=== Section Start ===

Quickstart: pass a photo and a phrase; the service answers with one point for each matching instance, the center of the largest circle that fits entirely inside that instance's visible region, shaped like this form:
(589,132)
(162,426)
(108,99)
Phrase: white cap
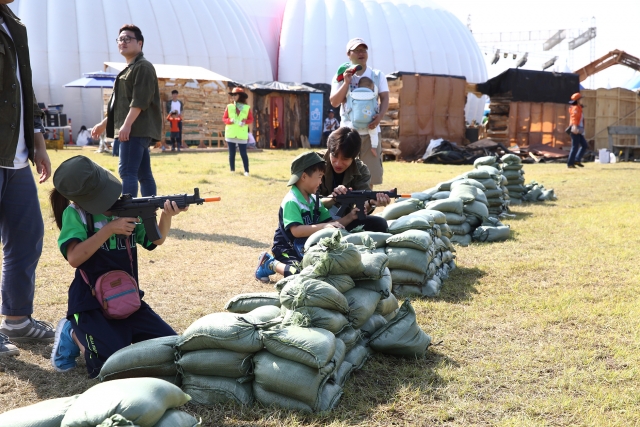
(354,43)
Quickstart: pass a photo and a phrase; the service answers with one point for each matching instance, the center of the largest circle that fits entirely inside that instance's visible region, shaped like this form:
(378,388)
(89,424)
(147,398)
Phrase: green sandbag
(334,257)
(375,322)
(491,234)
(308,292)
(208,390)
(399,209)
(382,285)
(215,362)
(321,234)
(402,336)
(264,313)
(316,317)
(415,260)
(476,208)
(362,304)
(455,219)
(404,277)
(410,222)
(150,358)
(413,239)
(452,204)
(176,418)
(223,330)
(313,347)
(289,378)
(461,240)
(435,217)
(387,305)
(140,400)
(244,303)
(374,266)
(48,413)
(511,159)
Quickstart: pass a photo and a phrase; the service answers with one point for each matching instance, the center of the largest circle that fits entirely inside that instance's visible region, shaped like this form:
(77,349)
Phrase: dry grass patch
(539,330)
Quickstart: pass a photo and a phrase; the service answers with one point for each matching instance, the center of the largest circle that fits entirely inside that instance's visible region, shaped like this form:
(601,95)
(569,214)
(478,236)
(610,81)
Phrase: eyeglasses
(125,39)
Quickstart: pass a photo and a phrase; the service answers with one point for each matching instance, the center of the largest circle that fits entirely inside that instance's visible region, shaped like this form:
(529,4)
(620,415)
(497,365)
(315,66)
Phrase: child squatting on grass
(94,243)
(301,214)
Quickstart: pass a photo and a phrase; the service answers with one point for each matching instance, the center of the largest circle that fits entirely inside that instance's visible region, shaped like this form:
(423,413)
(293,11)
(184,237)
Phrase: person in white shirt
(357,52)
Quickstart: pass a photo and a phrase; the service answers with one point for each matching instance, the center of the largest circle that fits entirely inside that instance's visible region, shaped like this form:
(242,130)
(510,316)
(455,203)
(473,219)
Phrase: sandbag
(290,378)
(206,390)
(176,418)
(410,222)
(150,358)
(387,305)
(402,336)
(215,362)
(399,209)
(452,204)
(140,400)
(244,303)
(313,347)
(374,266)
(404,277)
(382,285)
(316,317)
(308,292)
(491,234)
(48,413)
(223,330)
(362,304)
(415,260)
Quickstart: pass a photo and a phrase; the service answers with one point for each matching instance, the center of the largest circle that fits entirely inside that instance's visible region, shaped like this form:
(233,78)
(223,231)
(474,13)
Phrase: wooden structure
(609,107)
(422,107)
(280,112)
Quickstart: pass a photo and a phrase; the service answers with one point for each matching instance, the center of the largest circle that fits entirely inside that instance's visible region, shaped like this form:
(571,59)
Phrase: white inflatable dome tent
(70,37)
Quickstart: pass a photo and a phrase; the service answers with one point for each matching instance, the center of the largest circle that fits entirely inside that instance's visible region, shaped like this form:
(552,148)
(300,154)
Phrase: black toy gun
(145,208)
(356,198)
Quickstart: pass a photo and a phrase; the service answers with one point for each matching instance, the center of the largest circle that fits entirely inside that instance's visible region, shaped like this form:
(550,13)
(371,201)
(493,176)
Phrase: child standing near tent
(301,214)
(96,243)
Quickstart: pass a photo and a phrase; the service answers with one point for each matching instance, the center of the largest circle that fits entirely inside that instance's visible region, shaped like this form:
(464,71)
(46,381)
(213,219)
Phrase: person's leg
(232,156)
(245,158)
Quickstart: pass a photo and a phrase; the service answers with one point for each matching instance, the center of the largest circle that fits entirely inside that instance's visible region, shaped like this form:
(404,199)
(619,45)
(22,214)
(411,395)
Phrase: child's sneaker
(264,267)
(65,350)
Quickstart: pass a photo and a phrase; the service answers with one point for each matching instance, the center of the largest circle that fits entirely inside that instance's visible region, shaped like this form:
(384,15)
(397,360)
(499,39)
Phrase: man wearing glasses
(134,116)
(358,54)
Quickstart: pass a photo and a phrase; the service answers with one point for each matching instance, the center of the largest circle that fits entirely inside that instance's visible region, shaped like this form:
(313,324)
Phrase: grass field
(540,330)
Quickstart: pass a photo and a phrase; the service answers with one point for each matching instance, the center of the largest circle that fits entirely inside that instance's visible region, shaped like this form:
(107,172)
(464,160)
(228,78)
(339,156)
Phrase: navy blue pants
(101,337)
(21,232)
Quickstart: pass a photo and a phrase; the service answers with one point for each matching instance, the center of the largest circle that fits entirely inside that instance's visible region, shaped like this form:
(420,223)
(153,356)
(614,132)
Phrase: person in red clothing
(578,142)
(237,117)
(176,140)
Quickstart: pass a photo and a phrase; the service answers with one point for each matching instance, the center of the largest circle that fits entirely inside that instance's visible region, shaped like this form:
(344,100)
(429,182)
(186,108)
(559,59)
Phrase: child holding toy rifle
(301,214)
(101,319)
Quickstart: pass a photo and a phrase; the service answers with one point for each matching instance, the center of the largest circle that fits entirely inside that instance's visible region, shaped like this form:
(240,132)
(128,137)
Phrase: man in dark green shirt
(134,116)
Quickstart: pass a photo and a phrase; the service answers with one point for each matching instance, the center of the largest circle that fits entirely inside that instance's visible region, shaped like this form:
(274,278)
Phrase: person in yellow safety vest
(237,117)
(578,142)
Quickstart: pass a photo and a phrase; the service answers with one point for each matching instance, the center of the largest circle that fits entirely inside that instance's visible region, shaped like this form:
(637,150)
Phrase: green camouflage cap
(302,162)
(87,184)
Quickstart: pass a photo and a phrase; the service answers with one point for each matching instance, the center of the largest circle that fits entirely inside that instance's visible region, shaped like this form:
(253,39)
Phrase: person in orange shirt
(176,140)
(578,142)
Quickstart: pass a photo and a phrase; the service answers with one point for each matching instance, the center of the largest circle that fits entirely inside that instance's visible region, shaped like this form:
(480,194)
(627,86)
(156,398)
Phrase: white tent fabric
(71,37)
(402,35)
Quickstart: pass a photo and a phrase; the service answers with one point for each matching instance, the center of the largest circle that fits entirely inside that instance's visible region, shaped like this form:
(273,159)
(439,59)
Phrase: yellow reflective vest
(235,130)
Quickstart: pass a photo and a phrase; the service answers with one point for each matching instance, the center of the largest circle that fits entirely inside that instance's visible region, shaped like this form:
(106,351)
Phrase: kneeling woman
(346,172)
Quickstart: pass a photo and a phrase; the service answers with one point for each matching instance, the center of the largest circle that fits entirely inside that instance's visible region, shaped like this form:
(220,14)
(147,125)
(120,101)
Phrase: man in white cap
(345,81)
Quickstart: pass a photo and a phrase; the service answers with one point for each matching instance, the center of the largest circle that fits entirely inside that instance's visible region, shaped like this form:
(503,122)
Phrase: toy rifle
(145,208)
(356,198)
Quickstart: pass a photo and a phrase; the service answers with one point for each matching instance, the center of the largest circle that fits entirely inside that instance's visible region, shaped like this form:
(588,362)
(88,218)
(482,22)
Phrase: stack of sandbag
(512,170)
(143,402)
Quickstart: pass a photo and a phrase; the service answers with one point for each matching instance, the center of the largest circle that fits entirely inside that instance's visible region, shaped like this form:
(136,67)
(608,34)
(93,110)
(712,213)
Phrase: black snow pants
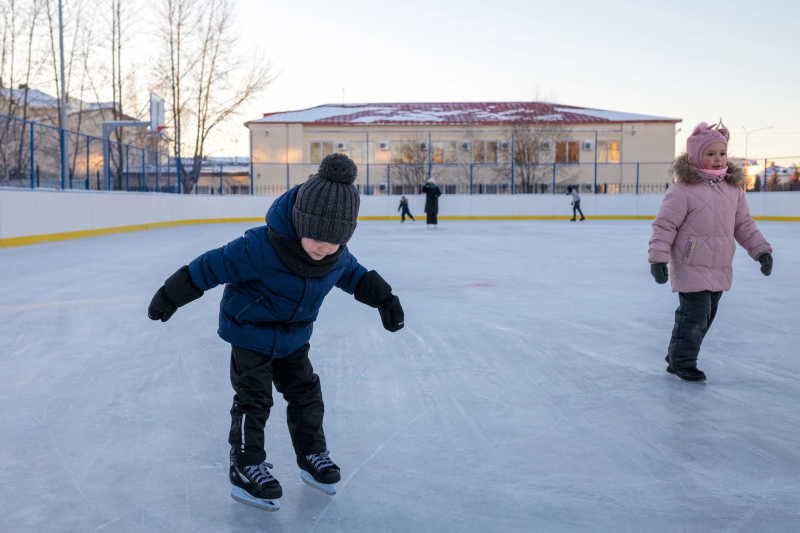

=== Section End ===

### EXERCISE BRIEF
Each entry above should be restated word for word, though no picture may appear in the copy.

### EXERCISE RESPONSE
Quickstart: pass a photo and a phrase; the service answers with one point for each matching instance, the center of the largest circle that fits entirely inside that instance's visible region, shaped like this form:
(589,132)
(162,426)
(108,99)
Phrase: white cap
(354,43)
Quickstart: pass a photo and a phrase; the service answers with one point for each matching instance, the center of the largest circle that fits entirely inside that instance's visible region, shaped like this form:
(378,388)
(89,424)
(147,398)
Phrase: green sandbag
(334,257)
(375,322)
(491,234)
(308,292)
(208,390)
(399,209)
(382,285)
(215,362)
(321,234)
(402,336)
(264,313)
(316,317)
(415,260)
(476,208)
(362,304)
(455,219)
(404,277)
(410,222)
(150,358)
(413,239)
(452,204)
(176,418)
(223,330)
(313,347)
(289,378)
(461,240)
(435,217)
(387,305)
(140,400)
(244,303)
(374,266)
(48,413)
(511,159)
Quickstart: pass a photo and a phrase; the service answers with one point for each matching instance, the center of the largest circle that fits entirely inside that instance's visible region, shaped like this form:
(77,349)
Phrase: dry grass patch
(539,330)
Quickstart: pass a photo and a phrase; the service answers with one point for each matching instance, the center of the largest circle that fits entirely inside that instance's visible region, shaped like this form:
(601,95)
(569,214)
(478,236)
(610,81)
Phrase: eyeglasses
(125,39)
Quickstart: pass a photo and a phrase; the service answers with one point for each matching instance, the center of the largest circle that fits entirely inside that instance's visible region, shaped like this form:
(529,4)
(620,415)
(497,365)
(315,66)
Phrase: child squatting on grass
(94,243)
(301,214)
Quickstart: pass a photo and a phrase; the service answers with one point for each matching instance, the center of the largest circle that fits entirely inside that instance's visible region, shaped like this form:
(423,413)
(293,11)
(184,237)
Phrase: person in white shirt
(357,52)
Quickstart: pass a photo and a phrase; the service answers with one point for each matching instance, the center of the largest circle that fits entirely inside that instance's visible region, shaped like this form:
(242,130)
(510,316)
(455,203)
(473,219)
Phrase: sandbag
(290,378)
(206,390)
(176,418)
(410,222)
(150,358)
(387,305)
(402,336)
(215,362)
(399,209)
(452,204)
(140,400)
(244,303)
(313,347)
(374,266)
(404,277)
(382,285)
(316,317)
(308,292)
(491,234)
(48,413)
(223,330)
(362,304)
(415,260)
Quickstart: pass a photo and a phrase; the service answers with one point for each matching instance, the center of the largest circle that fits entirely inside that instance's visible region, shaped like this form:
(233,78)
(223,231)
(474,13)
Phrase: wooden structure
(609,107)
(422,107)
(280,112)
Quickstart: pass a photo and a phrase; the service answers with one point for each matching instance, the center of the largest circle that fits entirely inside that instance's visible region, shaped like this form:
(571,59)
Phrase: white inflatable dome tent
(70,37)
Quickstart: pass a photo and a phrase; the service answers with one point for each matching instance, the center of the largest circle that fits entirely inside that instance's visible region, shaped like this form:
(552,148)
(300,154)
Phrase: black toy gun
(145,208)
(356,198)
Quickstart: pass a photo and a phrase; the service answers with one point for each matching instance, the center of the largest circle that fits entirely inside that instance's visible region, shaped like this form:
(550,13)
(371,201)
(493,176)
Phrase: child standing near tent
(301,214)
(96,243)
Quickstart: pass a photo and a phrase; the service answers with one point for each matching instance, the center of the largest circle that fits entirely inside that instance's visible region, shaped like this form:
(464,71)
(46,381)
(213,219)
Phrase: person's leg
(232,156)
(245,158)
Quickstart: pass a photo and a phrase; the service answers with one point for each matching instance, the center of the largest circle that fits entirely inside that instance's visible region, shaped like this form:
(404,199)
(619,45)
(22,214)
(411,395)
Phrase: child's sneaker
(264,267)
(65,350)
Quickstart: pass a photo and a phrase; the service answers with one point for each matching instance, the center of the largest circle that fits entirely inside that instance's visible region, shaped like this form:
(384,15)
(397,360)
(499,39)
Phrase: man wearing glasses
(134,116)
(358,54)
Quickstart: pass a photo and a phrase; the service answers with one point for each matching instance, the center of the largest circle that fits entirely inside that instance's visible region, shaped like this form:
(313,324)
Phrase: grass field
(540,330)
Quickstart: pass a photo and a phrase; the service answers with one point for each matching instance, the center of the largest circle that fits entirely inside that instance's visible region, shaped like this form:
(107,172)
(464,160)
(228,78)
(339,156)
Phrase: navy blue pants
(101,337)
(21,232)
Quickstart: pass a photo and a phrase; the service answers with one point for each matching instance, the center of the largest circle that fits entirely inside that instance's visible region, shaped like this form:
(420,223)
(153,356)
(614,132)
Phrase: person in red clothing
(578,142)
(237,117)
(176,140)
Quickstart: pass a photo and a phrase; the service answers with one point for each matching instance, the center of the largest circle that fits entirely inside that instance's visible region, shaped like this form:
(344,100)
(429,182)
(186,108)
(559,59)
Phrase: child holding toy rifle
(301,214)
(101,319)
Quickstart: pass a photo and a phrase; the service answers with one point for each matching instance, the center of the largest circle that fits entirely inside that instance's visible region, shaped like this form:
(240,132)
(128,137)
Phrase: man in dark green shirt
(134,116)
Quickstart: pass a photo and a phrase; the service answers with one point for each matching instance, the center of the largest circle that fits entirely inside that instance's visible region, shaped like this form:
(274,278)
Phrase: person in yellow safety vest
(237,117)
(578,142)
Quickstart: pass a photo and a phrase; the service answers with one point for each matching instance, the center of the largest circle that fits entirely inside that instance's visible region, shaped like this form:
(637,150)
Phrase: green camouflage cap
(302,162)
(87,184)
Quickstart: pass a photo and a phrase; the service answers with one point for each matching instance, the center of the largest circle that fits entirely inside that instance's visible region, shaped like this form:
(253,39)
Phrase: person in orange shirt
(176,140)
(578,142)
Quickstart: pass a photo and a phrase; the service answers with one point for each matching instance, the center of the largest circle that fits entirely inside that instance's visible region, shaped like this form:
(480,194)
(627,86)
(156,398)
Phrase: white tent fabric
(71,37)
(402,35)
Quickstart: pass a photo and a phrase; the service answers with one point for each matching instance, the center of the largest circle that fits entirely inside that instance's visible region, shaped like this form:
(273,159)
(439,59)
Phrase: yellow reflective vest
(235,130)
Quickstart: pass a photo and a phrase; the service answers with one point for each matching instance, the center of the largest circle that fits entirely inside that instance's visible region, shaped like this form:
(106,351)
Phrase: kneeling woman
(346,172)
Quickstart: pass a photo and a phrase; the service answers with one point for each matching instance, the center of the largest circle that fits entirely inside that instance's visible region, shaped like this form:
(220,14)
(147,125)
(120,101)
Phrase: man in white cap
(345,81)
Quickstart: pass a photo and a phrase; the service answers with one point for each matching instance, the center of the largest circle that fits entirely inside that instance's visible region, shaped like this form:
(503,122)
Phrase: toy rifle
(145,208)
(356,198)
Quickstart: pass a photo and a phrase; the service answers with one point for each matching instance, the center of the largest circle that fits entirely inside that instance's visible region, shaped like this form:
(588,362)
(88,218)
(482,22)
Phrase: stack of sandbag
(512,170)
(143,402)
Quickstart: pass a photo and a phrase; the service answers with one point for each matching instance, the center of the largest circle that fits entirely inside that instance's visible region, shaped like this form:
(136,67)
(608,34)
(93,110)
(712,213)
Phrase: black snow pants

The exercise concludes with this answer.